*TASKS TO COMPLETE*
(a) Using the post on the Boston Lite Brite scare, explain in one to three sentences why the city of Boston was basically shut down.
(b) Answer these questions from the post on the Boston Lite Brite scare:
(i) On which radio program did the author hear the voice of Ignignot the Mooninite?
(ii) In how many major cities did Turner Broadcasting carry out the advertising?
(iii) How many Lite Brites does the post say were deployed?

*TEXT SEGMENT*
- - -

Thursday, February 01, 2007

Boston is a child that shits itself from Fear

I don't know which is worse: The fact that no one in Boston was able to recognize one of the Mooninites from Aqua Teen Hunger force, or that the city spent millions of Emergency Response dollars to protect its citizens from... Lite Brites.
I was quite surprised to hear the tranquilized and sardonic voice of Ignignot the Mooninite on NPR's Morning Edition. My interest in keeping up with Aqua Teen Hunger Force, and Adult Swim in general, was abandoned around the same time I no longer found myself being woken up at 9am by a housemate nudging me with a bong-- but I still love the episode with those angry little Mooninites.

Then my jaunt down memory lane was cut short by the rest of the news story, which explained that the city of Boston was basically shut down yesterday due to presence of "electronic devices planted at key transportation sites." Yes, Terror struck in the form of a giant angry 5-year-old girl carrying around explosive Lite Brites and hanging them around to make Boston A LITTLE LESS FUCKING BORING.

Actually, the terrorist in this case was Turner Broadcasting employing the technique of "guerilla advertising" in 10 major cities around the country. Only Boston freaked out. If they think random glowing cartoon images on buildings is scary, just wait until flat panel TV screens are calling out your name and embarrassingly large pants size as you slog through your local shopping mall.

Here is one of the news reports. I definitely agree with Mayor Menino that the 20-something guys who put up the advertisements should get 2 years of prison for each of the 9 deployed Lite Brites. And I also think we should mandate a monthly gathering where the citizens of Boston dig a huge trench, sit on the edge of it and lose control of their bowels by imagining scary things, and then empty their wallets into the shit-filled ditch.

- - -

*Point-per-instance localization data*
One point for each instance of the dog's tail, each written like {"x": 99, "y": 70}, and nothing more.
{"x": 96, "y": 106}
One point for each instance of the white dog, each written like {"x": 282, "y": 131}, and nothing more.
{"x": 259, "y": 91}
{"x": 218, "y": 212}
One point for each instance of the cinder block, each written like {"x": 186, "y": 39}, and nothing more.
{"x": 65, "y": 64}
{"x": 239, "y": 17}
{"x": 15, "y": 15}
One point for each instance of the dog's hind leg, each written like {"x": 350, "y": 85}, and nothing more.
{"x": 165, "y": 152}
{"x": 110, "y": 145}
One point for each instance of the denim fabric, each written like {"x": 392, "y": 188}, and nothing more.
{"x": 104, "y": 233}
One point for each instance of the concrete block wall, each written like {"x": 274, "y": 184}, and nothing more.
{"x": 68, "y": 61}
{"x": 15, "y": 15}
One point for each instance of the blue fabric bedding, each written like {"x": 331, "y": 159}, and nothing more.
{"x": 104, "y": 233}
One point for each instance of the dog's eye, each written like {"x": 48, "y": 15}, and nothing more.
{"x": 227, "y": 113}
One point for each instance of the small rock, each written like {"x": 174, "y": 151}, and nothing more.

- - -

*TASK-BY-TASK ANSWERS*
(a) The city was shut down because of "electronic devices planted at key transportation sites." These devices were actually glowing cartoon advertisements put up by Turner Broadcasting as "guerilla advertising."

(b)
(i) NPR's Morning Edition
(ii) 10
(iii) 9